____ Extract

A rollup-centric ethereum roadmap

What would a rollup-centric ethereum roadmap look like?

Last week the Optimism team announced the launch of the first stage of their testnet, and the roadmap to mainnet. They are not the only ones; Fuel is moving toward a testnet and Arbitrum has one. In the land of ZK rollups, Loopring, Zksync and the Starkware-tech-based Deversifi are already live and have users on mainnet. With OMG network’s mainnet beta, plasma is moving forward too. Meanwhile, gas prices on eth1 are climbing to new highs, to the point where some non-financial dapps are being forced to shut down and others are running on testnets.

The eth2 roadmap offers scalability, and the earlier phases of eth2 are approaching quickly, but base-layer scalability for applications is only coming as the last major phase of eth2, which is still years away. In a further twist of irony, eth2’s usability as a data availability layer for rollups comes in phase 1, long before eth2 becomes usable for “traditional” layer-1 applications. These facts taken together lead to a particular conclusion: the Ethereum ecosystem is likely to be all-in on rollups (plus some plasma and channels) as a scaling strategy for the near and mid-term future.

________
____ Rows

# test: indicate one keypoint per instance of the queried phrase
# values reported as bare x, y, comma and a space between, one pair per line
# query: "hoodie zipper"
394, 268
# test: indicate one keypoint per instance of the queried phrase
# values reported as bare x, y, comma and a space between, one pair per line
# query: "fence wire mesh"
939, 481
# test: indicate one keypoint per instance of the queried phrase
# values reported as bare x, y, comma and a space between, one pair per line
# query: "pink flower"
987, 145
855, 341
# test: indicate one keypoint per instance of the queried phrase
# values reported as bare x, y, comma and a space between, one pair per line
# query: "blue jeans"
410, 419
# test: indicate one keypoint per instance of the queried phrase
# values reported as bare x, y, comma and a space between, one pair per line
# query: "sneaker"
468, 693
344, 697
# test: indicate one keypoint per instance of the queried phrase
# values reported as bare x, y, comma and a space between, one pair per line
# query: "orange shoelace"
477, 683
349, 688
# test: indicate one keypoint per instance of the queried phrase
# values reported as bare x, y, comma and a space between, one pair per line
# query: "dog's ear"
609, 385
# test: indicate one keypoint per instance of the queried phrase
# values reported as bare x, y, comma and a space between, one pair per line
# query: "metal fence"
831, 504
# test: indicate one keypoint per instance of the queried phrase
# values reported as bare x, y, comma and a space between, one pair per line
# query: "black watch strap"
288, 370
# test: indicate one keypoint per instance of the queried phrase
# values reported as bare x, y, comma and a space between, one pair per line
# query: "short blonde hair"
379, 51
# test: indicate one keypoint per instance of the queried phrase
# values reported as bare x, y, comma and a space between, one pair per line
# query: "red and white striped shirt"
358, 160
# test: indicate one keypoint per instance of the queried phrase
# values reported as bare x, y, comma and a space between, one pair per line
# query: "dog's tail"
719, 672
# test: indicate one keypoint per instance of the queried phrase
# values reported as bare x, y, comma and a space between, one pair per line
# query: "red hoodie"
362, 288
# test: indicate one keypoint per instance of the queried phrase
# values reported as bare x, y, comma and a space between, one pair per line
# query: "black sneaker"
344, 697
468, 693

________

Given instruction 1:
In the rollup extract, which phase of eth2 makes it usable as a data availability layer for rollups?
Given instruction 2:
Copy the stretch of the rollup extract from "Last week the" through "running on testnets.".
The listing has nothing to do with the rollup extract.

Worked solution 1:
Phase 1.

Worked solution 2:
Last week the Optimism team announced the launch of the first stage of their testnet, and the roadmap to mainnet. They are not the only ones; Fuel is moving toward a testnet and Arbitrum has one. In the land of ZK rollups, Loopring, Zksync and the Starkware-tech-based Deversifi are already live and have users on mainnet. With OMG network’s mainnet beta, plasma is moving forward too. Meanwhile, gas prices on eth1 are climbing to new highs, to the point where some non-financial dapps are being forced to shut down and others are running on testnets.